What is being asked: Change "blurred background" to "soft-focus backdrop" in the stretch from the line containing "Query: blurred background" through the line containing "Give the mask of the blurred", and write out only those lines with everything else left unchanged.
--- start Exercise inputs ---
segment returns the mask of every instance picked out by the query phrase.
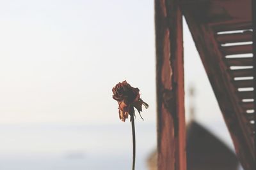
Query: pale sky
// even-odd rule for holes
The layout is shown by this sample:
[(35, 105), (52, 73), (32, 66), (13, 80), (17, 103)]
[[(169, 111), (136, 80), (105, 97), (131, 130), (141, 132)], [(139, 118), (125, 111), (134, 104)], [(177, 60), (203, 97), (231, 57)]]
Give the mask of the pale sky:
[[(0, 124), (118, 122), (111, 89), (124, 80), (156, 122), (154, 17), (152, 0), (0, 1)], [(184, 25), (186, 90), (196, 89), (199, 120), (218, 121)]]

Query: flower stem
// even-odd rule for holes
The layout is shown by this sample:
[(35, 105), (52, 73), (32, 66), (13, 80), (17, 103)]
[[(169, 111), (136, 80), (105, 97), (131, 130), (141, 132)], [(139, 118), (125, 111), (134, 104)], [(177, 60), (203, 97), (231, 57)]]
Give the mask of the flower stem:
[(135, 125), (134, 116), (131, 117), (132, 131), (132, 170), (135, 169), (135, 153), (136, 153), (136, 141), (135, 141)]

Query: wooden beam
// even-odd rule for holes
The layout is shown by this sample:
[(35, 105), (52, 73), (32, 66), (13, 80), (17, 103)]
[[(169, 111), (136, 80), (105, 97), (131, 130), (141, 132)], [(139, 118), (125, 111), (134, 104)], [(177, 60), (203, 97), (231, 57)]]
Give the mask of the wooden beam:
[[(228, 68), (216, 41), (215, 32), (207, 24), (196, 20), (189, 6), (184, 6), (182, 10), (232, 138), (237, 155), (244, 169), (255, 170), (254, 148), (248, 122), (241, 113), (243, 110), (237, 104), (239, 99), (234, 95), (236, 89), (230, 83), (232, 78), (227, 72)], [(243, 47), (239, 49), (243, 53), (244, 52)], [(237, 53), (237, 48), (234, 50)]]
[(217, 41), (221, 43), (231, 43), (237, 42), (248, 42), (252, 41), (252, 31), (244, 31), (241, 33), (218, 34)]
[(182, 15), (179, 0), (155, 0), (159, 170), (186, 170)]
[[(253, 66), (254, 69), (254, 79), (253, 79), (253, 96), (254, 96), (254, 129), (253, 129), (253, 137), (254, 137), (254, 157), (255, 162), (256, 162), (256, 1), (252, 0), (252, 25), (253, 25)], [(256, 163), (255, 163), (256, 164)]]

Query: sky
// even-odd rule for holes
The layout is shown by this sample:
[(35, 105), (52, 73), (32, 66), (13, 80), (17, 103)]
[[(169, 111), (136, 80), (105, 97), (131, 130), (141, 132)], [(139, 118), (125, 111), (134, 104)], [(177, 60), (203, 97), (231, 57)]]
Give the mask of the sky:
[[(125, 80), (156, 122), (153, 1), (1, 1), (0, 22), (0, 124), (115, 123), (111, 89)], [(186, 90), (196, 88), (199, 119), (218, 119), (184, 25)]]
[(153, 11), (152, 1), (1, 1), (0, 124), (118, 121), (111, 89), (124, 80), (153, 121)]

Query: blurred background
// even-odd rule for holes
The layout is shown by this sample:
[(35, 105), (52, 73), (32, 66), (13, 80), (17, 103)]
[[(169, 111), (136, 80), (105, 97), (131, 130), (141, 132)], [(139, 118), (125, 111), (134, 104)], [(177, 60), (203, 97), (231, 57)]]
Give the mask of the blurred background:
[[(135, 120), (136, 169), (147, 169), (156, 147), (154, 8), (0, 1), (1, 169), (130, 169), (131, 127), (111, 92), (124, 80), (149, 104)], [(234, 150), (185, 20), (184, 45), (187, 121), (193, 87), (193, 118)]]

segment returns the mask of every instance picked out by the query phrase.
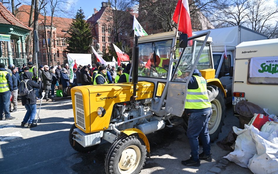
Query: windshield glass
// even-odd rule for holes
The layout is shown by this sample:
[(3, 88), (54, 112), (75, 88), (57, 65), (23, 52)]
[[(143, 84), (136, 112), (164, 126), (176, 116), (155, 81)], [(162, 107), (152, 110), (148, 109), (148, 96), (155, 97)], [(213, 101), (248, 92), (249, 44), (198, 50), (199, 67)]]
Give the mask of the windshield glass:
[(172, 40), (139, 43), (138, 76), (167, 78)]
[[(203, 41), (197, 40), (193, 40), (192, 42), (188, 42), (187, 47), (184, 49), (180, 57), (179, 64), (174, 75), (172, 81), (187, 81), (203, 43)], [(206, 43), (197, 63), (197, 69), (200, 70), (211, 68), (209, 51), (209, 44)]]

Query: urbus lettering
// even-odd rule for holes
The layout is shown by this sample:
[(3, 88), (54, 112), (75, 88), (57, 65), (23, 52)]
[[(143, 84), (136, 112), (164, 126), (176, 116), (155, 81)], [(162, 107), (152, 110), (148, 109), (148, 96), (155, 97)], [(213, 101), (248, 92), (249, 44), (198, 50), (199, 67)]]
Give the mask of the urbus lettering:
[(267, 72), (273, 74), (278, 73), (278, 64), (272, 64), (270, 63), (269, 65), (266, 65), (265, 63), (261, 64), (261, 70), (259, 70), (258, 71), (260, 73), (263, 73), (264, 72)]

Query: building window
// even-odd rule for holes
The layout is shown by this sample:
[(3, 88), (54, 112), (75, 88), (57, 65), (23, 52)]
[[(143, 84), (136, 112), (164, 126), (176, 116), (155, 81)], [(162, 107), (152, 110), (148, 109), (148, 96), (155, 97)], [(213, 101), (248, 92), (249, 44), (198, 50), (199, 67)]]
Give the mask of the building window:
[(64, 39), (61, 40), (62, 43), (62, 46), (67, 46), (67, 43), (66, 43), (66, 39)]
[(105, 26), (102, 26), (101, 27), (101, 30), (102, 31), (102, 33), (105, 33)]

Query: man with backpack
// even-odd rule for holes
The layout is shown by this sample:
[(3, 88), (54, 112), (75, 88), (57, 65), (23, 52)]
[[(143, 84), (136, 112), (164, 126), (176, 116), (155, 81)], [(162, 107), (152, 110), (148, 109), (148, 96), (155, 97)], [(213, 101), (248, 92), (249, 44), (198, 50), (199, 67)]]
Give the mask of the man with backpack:
[(40, 89), (42, 85), (40, 78), (39, 77), (38, 83), (37, 84), (31, 80), (33, 73), (26, 72), (23, 74), (23, 80), (19, 84), (19, 94), (21, 96), (21, 102), (27, 110), (21, 126), (24, 127), (28, 124), (27, 127), (30, 128), (37, 126), (34, 123), (34, 120), (37, 112), (37, 97), (34, 89)]

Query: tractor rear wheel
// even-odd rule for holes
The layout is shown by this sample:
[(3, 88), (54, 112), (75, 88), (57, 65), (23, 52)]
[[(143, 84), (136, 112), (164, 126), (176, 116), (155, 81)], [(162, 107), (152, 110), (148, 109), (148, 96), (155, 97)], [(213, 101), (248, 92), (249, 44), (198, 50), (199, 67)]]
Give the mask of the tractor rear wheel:
[(112, 145), (105, 158), (107, 174), (138, 173), (146, 161), (144, 141), (134, 135), (120, 137)]
[(72, 132), (73, 132), (73, 130), (76, 128), (77, 128), (77, 127), (75, 126), (75, 124), (74, 124), (70, 130), (70, 145), (72, 147), (72, 148), (77, 152), (82, 153), (88, 152), (96, 149), (98, 145), (84, 147), (82, 146), (82, 145), (77, 142), (75, 140), (73, 139), (75, 136), (72, 134)]

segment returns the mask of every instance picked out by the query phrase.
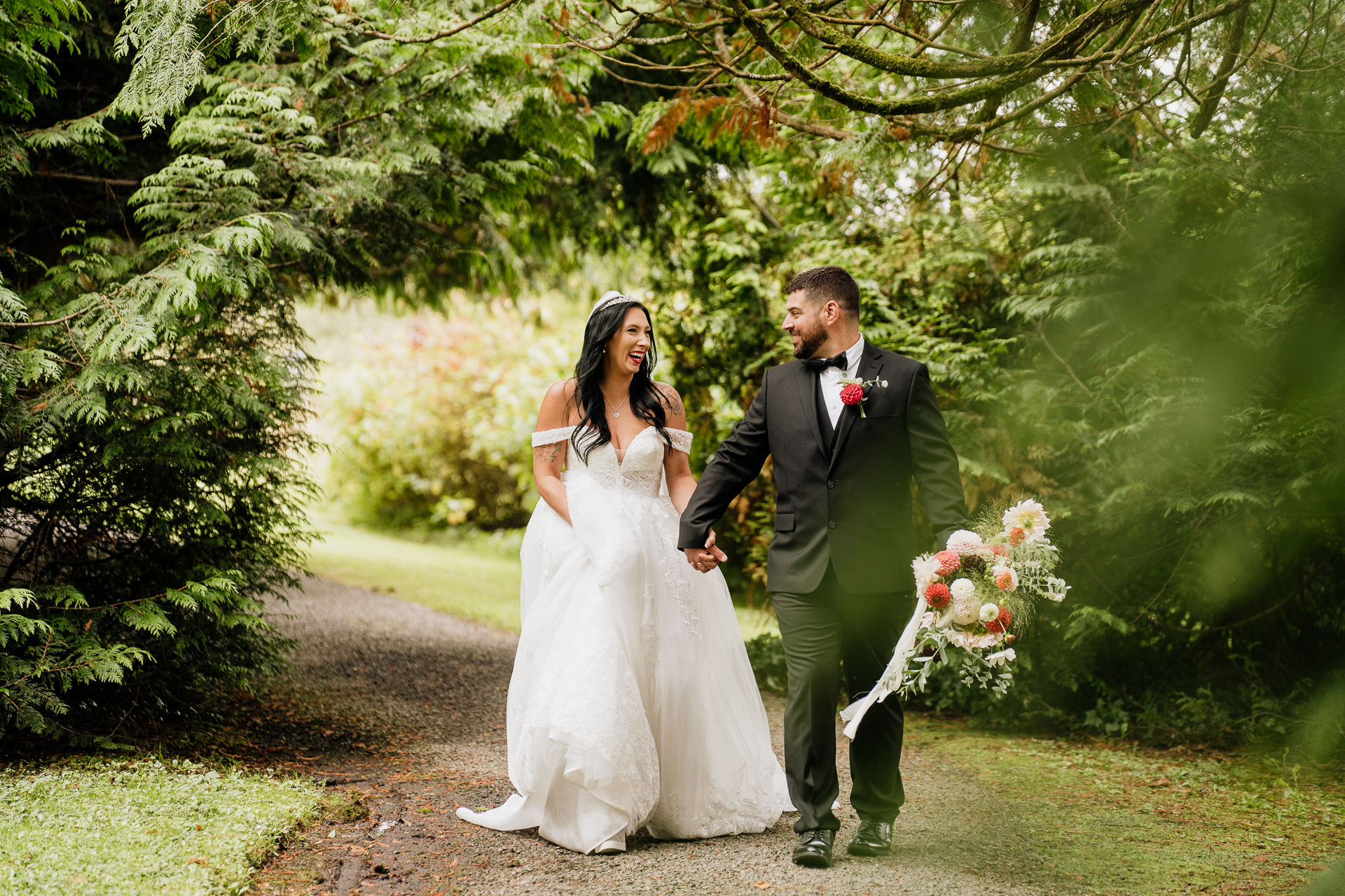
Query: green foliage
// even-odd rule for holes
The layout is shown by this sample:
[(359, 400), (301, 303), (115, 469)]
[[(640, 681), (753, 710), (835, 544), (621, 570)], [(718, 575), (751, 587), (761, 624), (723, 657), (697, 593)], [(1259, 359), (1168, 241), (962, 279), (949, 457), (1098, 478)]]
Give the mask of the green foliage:
[(48, 54), (74, 48), (66, 21), (83, 16), (79, 0), (8, 0), (0, 7), (0, 116), (32, 118), (28, 94), (55, 93)]
[(537, 407), (569, 375), (582, 321), (568, 308), (551, 326), (525, 320), (514, 309), (420, 317), (367, 348), (330, 411), (332, 488), (355, 521), (484, 529), (527, 523), (537, 502)]
[(0, 776), (0, 889), (241, 893), (319, 799), (307, 780), (190, 760), (11, 768)]
[(780, 635), (760, 634), (746, 642), (748, 661), (752, 664), (752, 672), (756, 673), (757, 685), (763, 690), (773, 690), (776, 693), (785, 693), (788, 690), (790, 677), (784, 666), (784, 645), (780, 641)]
--- end Exercise inputs ---
In response:
Query: soft-focus backdrop
// even-odd rule for holes
The layout is shown by this sample:
[(35, 105), (52, 73), (32, 66), (13, 80), (17, 103)]
[[(169, 111), (136, 80), (105, 97), (131, 130), (141, 132)], [(139, 118), (125, 111), (134, 104)], [(177, 60), (203, 97), (231, 57)]]
Give the mask of the soft-focus backdrop:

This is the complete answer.